(Saved data entries)
#####

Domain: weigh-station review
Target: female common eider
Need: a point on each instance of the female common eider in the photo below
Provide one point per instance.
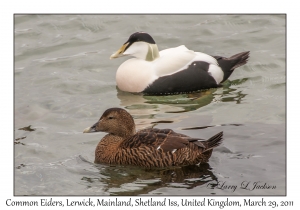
(170, 71)
(147, 148)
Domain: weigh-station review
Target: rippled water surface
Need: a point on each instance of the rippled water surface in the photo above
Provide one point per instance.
(64, 80)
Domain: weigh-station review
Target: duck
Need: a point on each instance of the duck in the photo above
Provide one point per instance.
(150, 147)
(170, 71)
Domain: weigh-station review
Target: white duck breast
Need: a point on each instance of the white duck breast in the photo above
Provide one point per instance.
(171, 71)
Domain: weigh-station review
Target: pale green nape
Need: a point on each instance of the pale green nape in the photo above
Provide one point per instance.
(153, 52)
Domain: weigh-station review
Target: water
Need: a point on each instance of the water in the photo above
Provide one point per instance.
(64, 80)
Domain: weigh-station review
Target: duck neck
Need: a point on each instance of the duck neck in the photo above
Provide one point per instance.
(153, 52)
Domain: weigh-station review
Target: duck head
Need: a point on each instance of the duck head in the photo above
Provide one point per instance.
(140, 45)
(115, 121)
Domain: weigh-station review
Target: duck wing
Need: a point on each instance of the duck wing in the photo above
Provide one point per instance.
(165, 139)
(176, 59)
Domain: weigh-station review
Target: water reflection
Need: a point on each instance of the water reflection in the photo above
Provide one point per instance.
(145, 106)
(128, 180)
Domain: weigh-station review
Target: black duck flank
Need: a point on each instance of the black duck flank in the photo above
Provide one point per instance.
(149, 147)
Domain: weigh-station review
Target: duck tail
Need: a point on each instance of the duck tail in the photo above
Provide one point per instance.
(214, 141)
(240, 59)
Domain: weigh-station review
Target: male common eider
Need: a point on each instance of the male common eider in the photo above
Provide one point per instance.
(170, 71)
(149, 147)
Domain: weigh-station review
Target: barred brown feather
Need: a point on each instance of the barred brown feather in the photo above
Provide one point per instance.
(147, 148)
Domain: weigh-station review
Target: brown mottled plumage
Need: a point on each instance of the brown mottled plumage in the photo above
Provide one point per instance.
(148, 148)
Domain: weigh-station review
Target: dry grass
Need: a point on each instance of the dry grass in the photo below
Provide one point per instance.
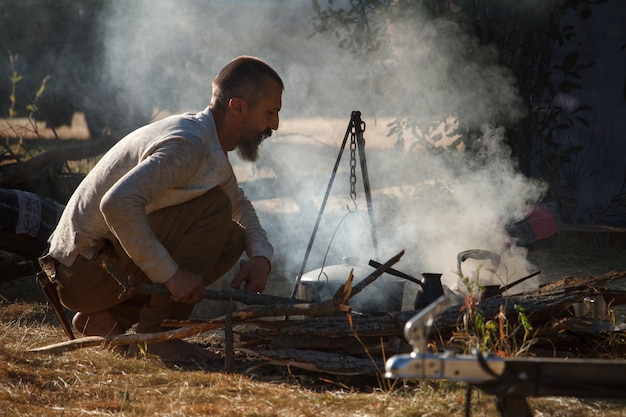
(96, 381)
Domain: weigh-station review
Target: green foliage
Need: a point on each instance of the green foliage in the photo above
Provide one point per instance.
(497, 335)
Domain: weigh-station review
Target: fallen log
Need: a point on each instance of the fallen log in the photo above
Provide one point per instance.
(384, 333)
(337, 303)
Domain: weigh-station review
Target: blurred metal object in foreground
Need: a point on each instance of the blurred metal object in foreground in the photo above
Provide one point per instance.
(511, 380)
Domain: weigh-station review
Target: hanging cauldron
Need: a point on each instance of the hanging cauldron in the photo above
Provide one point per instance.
(384, 294)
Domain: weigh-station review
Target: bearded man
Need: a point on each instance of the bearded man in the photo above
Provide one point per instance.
(163, 206)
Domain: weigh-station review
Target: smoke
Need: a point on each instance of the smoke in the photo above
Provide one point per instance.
(431, 204)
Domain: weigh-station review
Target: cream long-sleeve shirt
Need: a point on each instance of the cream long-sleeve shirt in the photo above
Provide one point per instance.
(159, 165)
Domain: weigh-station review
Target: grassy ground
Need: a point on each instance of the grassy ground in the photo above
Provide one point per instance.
(95, 381)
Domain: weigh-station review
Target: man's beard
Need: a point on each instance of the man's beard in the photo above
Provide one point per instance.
(248, 148)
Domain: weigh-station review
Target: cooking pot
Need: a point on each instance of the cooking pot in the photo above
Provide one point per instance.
(384, 294)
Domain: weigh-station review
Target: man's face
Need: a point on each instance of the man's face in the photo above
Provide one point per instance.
(258, 125)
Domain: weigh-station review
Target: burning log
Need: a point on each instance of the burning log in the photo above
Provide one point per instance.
(337, 303)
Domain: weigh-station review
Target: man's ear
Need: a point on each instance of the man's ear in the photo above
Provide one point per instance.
(238, 107)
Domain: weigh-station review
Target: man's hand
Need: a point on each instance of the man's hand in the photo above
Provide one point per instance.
(253, 274)
(185, 287)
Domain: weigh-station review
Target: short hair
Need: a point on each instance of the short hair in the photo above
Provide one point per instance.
(245, 77)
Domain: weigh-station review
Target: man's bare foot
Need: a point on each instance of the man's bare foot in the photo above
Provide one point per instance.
(100, 323)
(176, 351)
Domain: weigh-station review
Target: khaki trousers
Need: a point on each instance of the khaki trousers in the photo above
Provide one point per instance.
(200, 235)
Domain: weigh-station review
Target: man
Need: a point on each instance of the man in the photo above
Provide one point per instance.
(163, 205)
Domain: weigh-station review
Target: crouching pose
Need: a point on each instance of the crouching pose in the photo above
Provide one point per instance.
(163, 205)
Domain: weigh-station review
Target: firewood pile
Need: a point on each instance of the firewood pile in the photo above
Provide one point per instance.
(327, 337)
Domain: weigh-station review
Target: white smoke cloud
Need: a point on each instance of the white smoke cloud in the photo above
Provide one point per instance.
(165, 53)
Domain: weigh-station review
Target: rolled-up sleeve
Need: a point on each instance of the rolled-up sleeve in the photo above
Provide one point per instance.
(256, 240)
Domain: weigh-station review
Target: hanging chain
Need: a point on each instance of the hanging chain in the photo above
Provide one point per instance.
(353, 163)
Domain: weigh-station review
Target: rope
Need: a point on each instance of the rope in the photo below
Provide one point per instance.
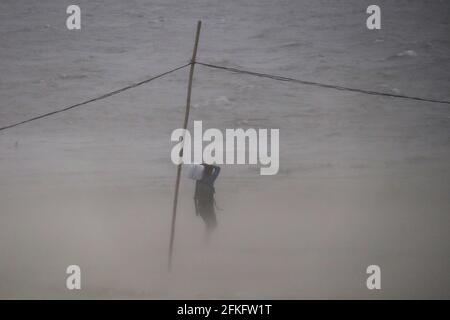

#####

### Work item:
Quote the data above from the line containing "Need: a point on each instance of the smoke" to the line containing "Need: a point on each instance of the grassy", inclusive, and stop.

### Answer section:
Need: a point on each instance of the smoke in the photo above
Provide one point per instance.
(431, 204)
Domain: weigh-station review
Target: cream long-sleeve shirt
Need: a point on each instance of the cream long-sleeve shirt in the photo above
Provide one point per instance.
(159, 165)
Domain: weigh-station review
Target: grassy ground
Need: a point on each instance of the grassy ground in the photo above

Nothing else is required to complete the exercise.